**What you should do**: Report every line in the entries below that contains the word "footprint", copying each one in full.

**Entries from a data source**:
################

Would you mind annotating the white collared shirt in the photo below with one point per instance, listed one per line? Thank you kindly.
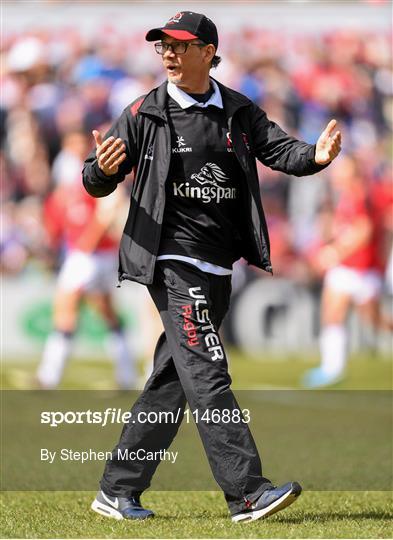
(185, 101)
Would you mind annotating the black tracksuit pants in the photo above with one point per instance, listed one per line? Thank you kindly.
(189, 365)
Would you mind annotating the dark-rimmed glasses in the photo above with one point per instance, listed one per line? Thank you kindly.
(177, 47)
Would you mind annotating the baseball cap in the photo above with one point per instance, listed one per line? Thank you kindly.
(187, 25)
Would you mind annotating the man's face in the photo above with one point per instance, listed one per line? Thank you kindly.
(184, 69)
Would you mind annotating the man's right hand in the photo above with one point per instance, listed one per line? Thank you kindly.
(110, 153)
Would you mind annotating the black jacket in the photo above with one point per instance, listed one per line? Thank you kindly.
(144, 128)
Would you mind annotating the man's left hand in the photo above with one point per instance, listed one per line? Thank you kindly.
(328, 145)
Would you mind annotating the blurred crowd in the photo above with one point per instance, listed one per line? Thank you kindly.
(54, 84)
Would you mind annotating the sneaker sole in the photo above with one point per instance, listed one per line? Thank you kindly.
(286, 500)
(105, 510)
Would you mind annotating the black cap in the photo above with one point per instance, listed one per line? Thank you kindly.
(187, 25)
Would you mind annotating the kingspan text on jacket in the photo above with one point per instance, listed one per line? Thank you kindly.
(144, 129)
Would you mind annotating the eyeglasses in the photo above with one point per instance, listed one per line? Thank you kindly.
(177, 47)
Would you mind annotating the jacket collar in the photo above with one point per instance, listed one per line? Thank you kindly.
(154, 102)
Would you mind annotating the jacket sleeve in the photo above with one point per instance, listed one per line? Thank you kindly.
(95, 181)
(279, 151)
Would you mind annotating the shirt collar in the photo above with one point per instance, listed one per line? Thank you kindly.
(185, 100)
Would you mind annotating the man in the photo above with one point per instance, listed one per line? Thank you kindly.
(195, 209)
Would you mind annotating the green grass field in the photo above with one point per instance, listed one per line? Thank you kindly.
(317, 514)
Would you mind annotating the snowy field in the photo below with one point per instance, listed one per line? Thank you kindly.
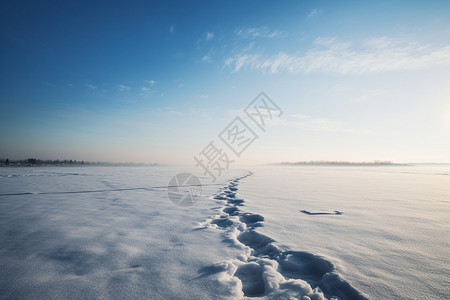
(299, 232)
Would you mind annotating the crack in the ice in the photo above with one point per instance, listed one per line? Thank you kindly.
(265, 270)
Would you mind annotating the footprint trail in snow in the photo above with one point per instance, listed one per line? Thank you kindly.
(263, 269)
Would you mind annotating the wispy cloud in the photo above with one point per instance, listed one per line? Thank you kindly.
(314, 124)
(123, 88)
(209, 36)
(314, 12)
(145, 91)
(150, 82)
(336, 56)
(263, 32)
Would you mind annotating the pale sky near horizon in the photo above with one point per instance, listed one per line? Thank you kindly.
(147, 81)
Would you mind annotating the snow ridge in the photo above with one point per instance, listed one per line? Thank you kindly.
(263, 269)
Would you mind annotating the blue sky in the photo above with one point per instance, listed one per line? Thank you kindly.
(157, 81)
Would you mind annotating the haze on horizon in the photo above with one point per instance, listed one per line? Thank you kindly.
(155, 82)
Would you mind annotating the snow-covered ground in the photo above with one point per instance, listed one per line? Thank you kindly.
(112, 232)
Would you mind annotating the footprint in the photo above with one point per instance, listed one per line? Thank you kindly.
(251, 276)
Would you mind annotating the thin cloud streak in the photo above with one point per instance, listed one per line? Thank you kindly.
(331, 55)
(262, 32)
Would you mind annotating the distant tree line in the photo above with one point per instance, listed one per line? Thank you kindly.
(40, 162)
(342, 163)
(31, 162)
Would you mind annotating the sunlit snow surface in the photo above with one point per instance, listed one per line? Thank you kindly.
(376, 232)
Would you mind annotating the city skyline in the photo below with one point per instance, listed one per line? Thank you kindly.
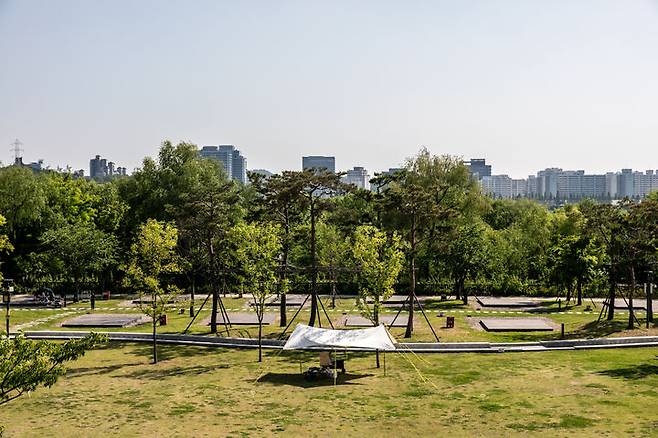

################

**Response for this exercise**:
Would you mind annotating the footprint trail in snow in the photo above with one point per instance, listed one per line? Thank you kindly.
Would you mind annotating the footprint in the photo above with one point per instance, listed one per line? Thank you kindly.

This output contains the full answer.